** START OF Records shown **

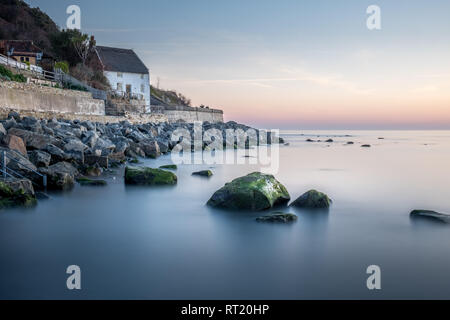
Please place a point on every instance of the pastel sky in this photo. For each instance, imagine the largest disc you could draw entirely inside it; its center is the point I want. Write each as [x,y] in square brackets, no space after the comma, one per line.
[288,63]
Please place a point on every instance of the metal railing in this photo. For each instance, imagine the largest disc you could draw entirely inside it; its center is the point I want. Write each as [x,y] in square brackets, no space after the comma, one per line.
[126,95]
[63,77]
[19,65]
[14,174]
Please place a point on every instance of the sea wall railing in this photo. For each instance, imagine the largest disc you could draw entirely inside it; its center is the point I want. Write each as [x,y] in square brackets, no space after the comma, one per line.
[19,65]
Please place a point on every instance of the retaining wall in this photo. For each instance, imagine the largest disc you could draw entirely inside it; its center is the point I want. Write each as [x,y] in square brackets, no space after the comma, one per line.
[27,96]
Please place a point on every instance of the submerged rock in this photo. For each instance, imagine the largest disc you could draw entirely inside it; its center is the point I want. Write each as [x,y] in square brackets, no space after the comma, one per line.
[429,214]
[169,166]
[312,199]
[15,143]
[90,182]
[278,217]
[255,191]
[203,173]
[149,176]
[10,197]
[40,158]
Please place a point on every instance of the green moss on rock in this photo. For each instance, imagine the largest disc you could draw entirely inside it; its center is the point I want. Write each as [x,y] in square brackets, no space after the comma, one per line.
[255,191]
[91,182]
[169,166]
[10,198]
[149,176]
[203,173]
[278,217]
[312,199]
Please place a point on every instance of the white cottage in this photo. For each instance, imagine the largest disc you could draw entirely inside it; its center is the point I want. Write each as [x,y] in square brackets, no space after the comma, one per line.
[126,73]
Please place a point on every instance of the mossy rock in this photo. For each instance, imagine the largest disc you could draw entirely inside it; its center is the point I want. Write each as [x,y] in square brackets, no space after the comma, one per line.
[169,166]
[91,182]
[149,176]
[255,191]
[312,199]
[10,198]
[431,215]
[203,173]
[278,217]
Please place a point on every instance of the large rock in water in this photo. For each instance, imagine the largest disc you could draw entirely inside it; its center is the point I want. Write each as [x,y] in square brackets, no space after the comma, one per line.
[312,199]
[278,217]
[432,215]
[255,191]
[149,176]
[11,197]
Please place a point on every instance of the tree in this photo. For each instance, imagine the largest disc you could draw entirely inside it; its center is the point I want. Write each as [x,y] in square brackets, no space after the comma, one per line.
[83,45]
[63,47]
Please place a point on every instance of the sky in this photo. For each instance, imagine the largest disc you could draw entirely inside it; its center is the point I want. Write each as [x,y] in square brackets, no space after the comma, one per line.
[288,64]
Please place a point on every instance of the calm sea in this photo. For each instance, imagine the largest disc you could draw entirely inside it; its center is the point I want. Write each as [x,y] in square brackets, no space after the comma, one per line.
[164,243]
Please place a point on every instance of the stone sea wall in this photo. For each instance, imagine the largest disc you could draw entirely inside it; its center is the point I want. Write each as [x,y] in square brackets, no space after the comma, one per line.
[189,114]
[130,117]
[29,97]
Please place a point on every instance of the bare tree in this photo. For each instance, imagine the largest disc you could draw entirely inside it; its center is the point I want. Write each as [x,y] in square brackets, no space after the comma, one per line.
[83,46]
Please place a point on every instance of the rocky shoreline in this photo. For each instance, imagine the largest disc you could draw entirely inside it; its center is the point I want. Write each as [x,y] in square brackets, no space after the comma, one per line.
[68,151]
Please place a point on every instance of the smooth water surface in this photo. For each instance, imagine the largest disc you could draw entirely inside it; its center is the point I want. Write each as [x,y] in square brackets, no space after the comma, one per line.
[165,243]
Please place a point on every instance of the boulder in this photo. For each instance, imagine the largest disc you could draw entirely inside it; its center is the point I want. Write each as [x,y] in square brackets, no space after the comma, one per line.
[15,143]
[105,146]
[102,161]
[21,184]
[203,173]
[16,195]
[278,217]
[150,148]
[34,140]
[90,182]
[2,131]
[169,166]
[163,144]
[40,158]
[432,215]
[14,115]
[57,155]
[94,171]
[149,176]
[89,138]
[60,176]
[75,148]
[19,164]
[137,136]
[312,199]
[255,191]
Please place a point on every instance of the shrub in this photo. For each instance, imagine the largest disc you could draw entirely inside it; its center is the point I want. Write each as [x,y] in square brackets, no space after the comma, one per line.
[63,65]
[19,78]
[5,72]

** END OF Records shown **

■ Task: In the copy, include no pictures; restate the listing above exactly.

■ Correct result:
Please place a point on every instance of the pastel sky in this photo. For each instance, imagine the largest disc you could draw entirely inside it; its center is the point I want. Write each as [x,y] in square brackets, no space after the comma, one per line.
[288,63]
Please place a point on every instance of the metal railing in this photo. For each instance, imagine the largest disc you could draw entirely inside it; its center is the point I want. Write each as [x,y] in square brackets, no space after the comma, one per line.
[126,95]
[63,77]
[19,65]
[14,174]
Please place a point on every instance of the sea wall railing in this photo. For each instance, imagine the largest disc you could draw entirely inside it; its center is the point I want. Write each as [x,y] in square brackets, no space after the comma, one per line.
[19,65]
Please place a point on every instance of the retaining wall in this photo. For each instance, imagine the largest disc you could draw entirely inside it; its center is the point I want. Write each as [x,y] in square brackets, no space after the comma, one per line.
[27,96]
Please place a point on every instance of the submerged rock in this photo. For each instance, imagine the largest disc you could draw entirely inside it; its center is the point I want. Write each as [x,y] in square brackets, no space after the comma, one per line.
[429,214]
[169,166]
[312,199]
[15,143]
[90,182]
[278,217]
[255,191]
[203,173]
[149,176]
[10,197]
[40,158]
Please place a point on every instance of the green moss on rock in this photo. For each instance, imagine the largest disc you could draw entirely inside it; its center is the point I want. Write each as [x,y] in square brackets, no space after the comma, one per line.
[255,191]
[91,182]
[169,166]
[10,198]
[149,176]
[203,173]
[278,217]
[312,199]
Please place a point on every instance of the white cottage in this photo. For each instance, imagine the largest disc you could draw entirely inside it; its center is the point I want. Write each as [x,y] in square brackets, no space after the comma, one per line.
[126,73]
Please place a point on every instance of the mossy rock in this photo. For each instance, imagine the largest disc you could draw entirely inside it; its center is the point I want. Write each as [x,y] in square brackets, no space after the comma, one per line.
[169,166]
[91,182]
[149,176]
[255,191]
[312,199]
[10,198]
[431,215]
[203,173]
[278,217]
Please place a point on every instance of the large rock in water in this photo. For each instance, imagine the largest disc you could draw entirely inside it; its center is the point I want. Write each as [x,y] in square brackets, no space after the comma, one per line.
[312,199]
[278,217]
[432,215]
[255,191]
[149,176]
[11,197]
Please place a point on every instance of the tree in this photo. For each instance, imagine the largest disc you could draw entirely inside it; its center is the point I want. Write each as [x,y] in square brackets, no space after the comma, one per line.
[83,45]
[63,47]
Please place a point on every instance of the sky in this photo. For each instance, imagine the largest disc you could draw entirely inside it; its center is the point I want. Write each as [x,y] in square brackets, no space after the comma, one per line.
[288,64]
Please place a point on every instance of the calm sea in this photo. For each instance, imagine the largest disc you could draw entirely inside it; its center is the point I want. Write each as [x,y] in square brackets, no space after the comma, one per line.
[164,243]
Please place a point on every instance of the stone sea wall in this photo. For each instance, imagine the largest disc you could draw entirely inside it; its center is the point I want. Write each as [x,y] in square brackets, no space after the comma, one per line.
[189,114]
[130,117]
[29,97]
Please place a point on every instance of the bare tree in this photo. For each instance, imagine the largest disc you could draw entirely inside it; its center is the point I want. Write each as [x,y] in square brackets, no space after the comma, one per line.
[83,46]
Please place a point on every instance of the rocky shoreline in this photo. For each instance, imagine the largest disc you could draw entirely inside it; its center is the point I want. Write each as [x,y] in square brackets, no space after the comma, one per line.
[68,151]
Please place a point on every instance of the smooth water surface in this photo. For each instance, imagine the largest disc you could draw entirely inside it; its center is the point I want. Write each as [x,y] in square brackets, no space after the comma, one per line.
[165,243]
Please place a point on every instance of the boulder in this photo. For each instance, imagine the largest disc you could draw entirely inside it; its center is the point I want. Write each as [x,y] in square brackets, no space after the comma, one per line.
[15,143]
[105,146]
[102,161]
[21,184]
[203,173]
[16,195]
[278,217]
[150,148]
[34,140]
[90,182]
[2,131]
[169,166]
[163,144]
[40,158]
[432,215]
[14,115]
[57,155]
[94,171]
[149,176]
[89,138]
[60,176]
[75,148]
[19,164]
[137,136]
[312,199]
[255,191]
Please place a point on every instance of the shrub in this photo. For each instance, imagine the largest disc you could draw entirely inside it; its center is the point I want. Write each as [x,y] in square brackets, no space after the comma, one per line.
[63,65]
[19,78]
[5,72]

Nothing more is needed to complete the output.